Top of The data

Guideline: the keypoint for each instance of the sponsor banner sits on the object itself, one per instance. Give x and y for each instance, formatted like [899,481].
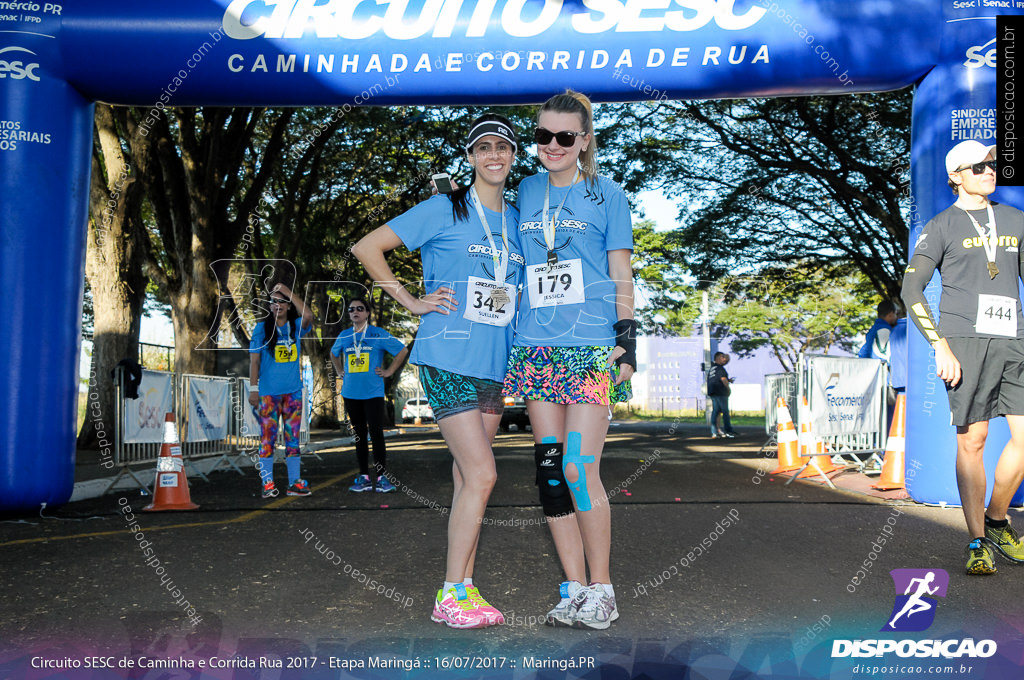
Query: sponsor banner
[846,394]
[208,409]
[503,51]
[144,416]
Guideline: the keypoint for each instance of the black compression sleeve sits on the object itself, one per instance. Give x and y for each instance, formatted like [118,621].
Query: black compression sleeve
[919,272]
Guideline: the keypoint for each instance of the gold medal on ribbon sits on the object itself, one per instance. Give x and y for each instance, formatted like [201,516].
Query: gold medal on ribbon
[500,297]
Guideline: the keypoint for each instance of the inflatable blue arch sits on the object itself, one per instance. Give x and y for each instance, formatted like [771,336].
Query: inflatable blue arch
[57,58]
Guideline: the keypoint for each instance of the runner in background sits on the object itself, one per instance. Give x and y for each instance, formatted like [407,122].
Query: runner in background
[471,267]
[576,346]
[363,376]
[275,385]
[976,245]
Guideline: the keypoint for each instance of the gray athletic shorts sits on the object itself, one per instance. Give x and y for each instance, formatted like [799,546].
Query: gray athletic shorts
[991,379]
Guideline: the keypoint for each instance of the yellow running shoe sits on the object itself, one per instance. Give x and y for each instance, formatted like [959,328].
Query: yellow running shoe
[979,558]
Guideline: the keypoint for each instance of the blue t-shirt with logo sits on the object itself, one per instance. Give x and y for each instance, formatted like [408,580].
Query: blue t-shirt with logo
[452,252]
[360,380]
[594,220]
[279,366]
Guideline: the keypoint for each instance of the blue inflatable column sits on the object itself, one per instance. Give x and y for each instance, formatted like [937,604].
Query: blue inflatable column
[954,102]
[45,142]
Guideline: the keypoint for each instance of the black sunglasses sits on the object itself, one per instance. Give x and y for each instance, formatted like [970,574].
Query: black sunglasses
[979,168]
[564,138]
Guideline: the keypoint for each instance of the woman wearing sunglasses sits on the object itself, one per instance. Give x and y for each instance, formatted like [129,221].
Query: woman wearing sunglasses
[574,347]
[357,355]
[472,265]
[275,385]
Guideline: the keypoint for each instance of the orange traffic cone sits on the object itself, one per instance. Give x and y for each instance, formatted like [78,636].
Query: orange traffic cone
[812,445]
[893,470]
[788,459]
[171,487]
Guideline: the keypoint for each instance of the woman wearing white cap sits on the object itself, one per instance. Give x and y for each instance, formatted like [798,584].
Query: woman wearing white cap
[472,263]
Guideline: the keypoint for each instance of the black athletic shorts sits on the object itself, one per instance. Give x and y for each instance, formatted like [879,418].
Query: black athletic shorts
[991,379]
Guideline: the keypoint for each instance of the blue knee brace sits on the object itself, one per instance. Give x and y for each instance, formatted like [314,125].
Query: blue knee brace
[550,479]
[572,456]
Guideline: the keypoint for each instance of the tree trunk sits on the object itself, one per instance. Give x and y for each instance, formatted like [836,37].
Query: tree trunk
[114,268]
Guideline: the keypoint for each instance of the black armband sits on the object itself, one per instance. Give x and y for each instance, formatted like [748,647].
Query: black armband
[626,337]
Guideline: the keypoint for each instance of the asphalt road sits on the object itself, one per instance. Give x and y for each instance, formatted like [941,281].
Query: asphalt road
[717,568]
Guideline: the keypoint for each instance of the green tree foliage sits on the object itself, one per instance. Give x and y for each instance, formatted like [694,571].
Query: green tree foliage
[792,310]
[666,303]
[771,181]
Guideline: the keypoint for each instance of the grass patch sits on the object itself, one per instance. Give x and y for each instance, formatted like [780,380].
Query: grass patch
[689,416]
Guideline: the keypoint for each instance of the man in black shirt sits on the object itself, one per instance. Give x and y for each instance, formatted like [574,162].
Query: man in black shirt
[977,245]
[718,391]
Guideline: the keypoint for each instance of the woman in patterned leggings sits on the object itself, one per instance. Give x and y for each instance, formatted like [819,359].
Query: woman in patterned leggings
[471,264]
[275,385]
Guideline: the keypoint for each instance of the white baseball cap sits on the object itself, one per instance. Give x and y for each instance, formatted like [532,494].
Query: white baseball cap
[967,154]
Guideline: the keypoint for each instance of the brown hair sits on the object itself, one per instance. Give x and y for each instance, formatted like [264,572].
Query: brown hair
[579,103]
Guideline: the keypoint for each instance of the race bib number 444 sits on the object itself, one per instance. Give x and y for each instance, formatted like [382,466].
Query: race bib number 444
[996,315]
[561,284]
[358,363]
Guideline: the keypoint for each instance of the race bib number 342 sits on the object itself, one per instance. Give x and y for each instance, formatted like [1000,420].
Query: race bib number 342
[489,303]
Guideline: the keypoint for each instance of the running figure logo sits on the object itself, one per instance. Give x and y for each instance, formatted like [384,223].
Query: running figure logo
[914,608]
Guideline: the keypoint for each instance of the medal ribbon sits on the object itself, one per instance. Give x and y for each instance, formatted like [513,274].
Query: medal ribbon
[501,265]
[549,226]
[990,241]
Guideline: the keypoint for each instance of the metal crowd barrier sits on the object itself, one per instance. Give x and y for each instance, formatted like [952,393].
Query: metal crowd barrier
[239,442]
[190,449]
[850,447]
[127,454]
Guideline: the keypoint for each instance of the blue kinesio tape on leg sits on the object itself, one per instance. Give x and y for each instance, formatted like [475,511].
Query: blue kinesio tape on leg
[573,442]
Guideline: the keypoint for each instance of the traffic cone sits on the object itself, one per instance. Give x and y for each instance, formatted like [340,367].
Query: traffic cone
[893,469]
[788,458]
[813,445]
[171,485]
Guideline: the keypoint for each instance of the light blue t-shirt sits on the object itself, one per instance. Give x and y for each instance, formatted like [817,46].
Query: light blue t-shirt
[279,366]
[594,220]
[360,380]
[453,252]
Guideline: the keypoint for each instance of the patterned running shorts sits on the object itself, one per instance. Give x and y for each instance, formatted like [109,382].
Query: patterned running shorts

Bottom of The data

The task:
Begin at the line that has "Query: brown hair" in the entries above; stop after the line that has "Guideline: the keypoint for each instance of the medal". Transcribe exactly those lines and no others.

Task solution:
Query: brown hair
[579,103]
Guideline: the keypoint for each instance of the race bib number 444 sits on the object itself, one per instance. Give x and y for each instance, formatted like [382,466].
Query: race bib number 444
[996,315]
[561,284]
[358,363]
Guideline: the keypoint for each instance of the race bib number 342 sits on the object itself, one per instance. Give x and y for each instance, formatted like [1000,420].
Query: race bib number 342
[489,303]
Guideline: the keypoint for each instance of the running figure logo sits on the object itself, one per instance. Give x and y for each instance, formatted like [384,223].
Query: running figure logo
[914,608]
Guideline: the keypoint for each instance of the medal ribbon sits on the object itself, one per instance. Give x and y for each instance, formatted like [513,274].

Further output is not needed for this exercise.